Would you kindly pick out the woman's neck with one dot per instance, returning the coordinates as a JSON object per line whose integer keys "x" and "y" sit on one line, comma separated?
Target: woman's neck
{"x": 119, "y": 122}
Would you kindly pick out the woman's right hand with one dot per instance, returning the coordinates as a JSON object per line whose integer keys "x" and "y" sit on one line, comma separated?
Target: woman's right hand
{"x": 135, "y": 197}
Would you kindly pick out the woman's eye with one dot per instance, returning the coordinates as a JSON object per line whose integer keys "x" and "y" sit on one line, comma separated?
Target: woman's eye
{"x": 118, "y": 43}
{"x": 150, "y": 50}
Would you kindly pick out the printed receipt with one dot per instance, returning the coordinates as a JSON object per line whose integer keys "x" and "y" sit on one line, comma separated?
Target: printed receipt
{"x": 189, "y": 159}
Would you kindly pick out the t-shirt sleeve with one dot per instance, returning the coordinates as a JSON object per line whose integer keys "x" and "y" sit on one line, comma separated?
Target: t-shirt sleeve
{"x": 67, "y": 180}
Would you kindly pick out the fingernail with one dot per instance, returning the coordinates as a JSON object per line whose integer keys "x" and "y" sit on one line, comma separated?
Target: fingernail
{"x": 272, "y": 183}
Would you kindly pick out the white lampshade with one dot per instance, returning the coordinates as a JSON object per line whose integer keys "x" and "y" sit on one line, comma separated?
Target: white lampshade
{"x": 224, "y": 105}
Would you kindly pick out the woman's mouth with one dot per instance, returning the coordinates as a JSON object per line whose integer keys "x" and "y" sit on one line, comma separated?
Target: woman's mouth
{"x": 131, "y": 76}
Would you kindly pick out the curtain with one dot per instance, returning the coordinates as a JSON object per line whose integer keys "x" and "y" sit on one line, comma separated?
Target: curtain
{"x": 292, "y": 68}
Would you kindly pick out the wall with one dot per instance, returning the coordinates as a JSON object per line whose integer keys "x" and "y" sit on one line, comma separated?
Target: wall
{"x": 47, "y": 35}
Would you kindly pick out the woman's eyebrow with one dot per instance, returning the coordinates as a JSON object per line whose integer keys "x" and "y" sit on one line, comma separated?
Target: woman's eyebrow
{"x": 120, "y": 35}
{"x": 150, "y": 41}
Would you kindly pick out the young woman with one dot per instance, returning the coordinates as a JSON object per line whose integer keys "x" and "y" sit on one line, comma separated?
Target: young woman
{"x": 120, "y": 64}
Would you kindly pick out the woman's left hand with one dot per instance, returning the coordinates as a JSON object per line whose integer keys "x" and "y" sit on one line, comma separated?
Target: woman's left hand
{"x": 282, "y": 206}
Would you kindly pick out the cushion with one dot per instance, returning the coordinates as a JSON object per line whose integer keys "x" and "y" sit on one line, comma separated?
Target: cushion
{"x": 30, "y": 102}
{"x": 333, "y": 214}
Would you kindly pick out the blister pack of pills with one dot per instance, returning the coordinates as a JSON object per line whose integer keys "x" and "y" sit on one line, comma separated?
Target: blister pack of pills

### How to complete this task
Could you print the lines of the records above from the one containing "Would you kindly pick out the woman's left" through the last, exactly and with no additions?

### Solution to this exercise
Would you kindly pick out the woman's left hand with one dot per instance, returning the coordinates as a JSON object per line whose integer keys "x" and "y" sit on one line, comma separated?
Target: woman's left hand
{"x": 282, "y": 206}
Would you kindly pick out the cushion with one dot per instance, returning the coordinates as a JSON object per line whose integer keys "x" and "y" sit on one line, comma separated?
Target: cushion
{"x": 30, "y": 102}
{"x": 333, "y": 214}
Would you kindly pick out the blister pack of pills with one dot per instance, returning the coordinates as a JSON object per line whose integer keys "x" and "y" sit on one line, comma separated?
Target: blister pack of pills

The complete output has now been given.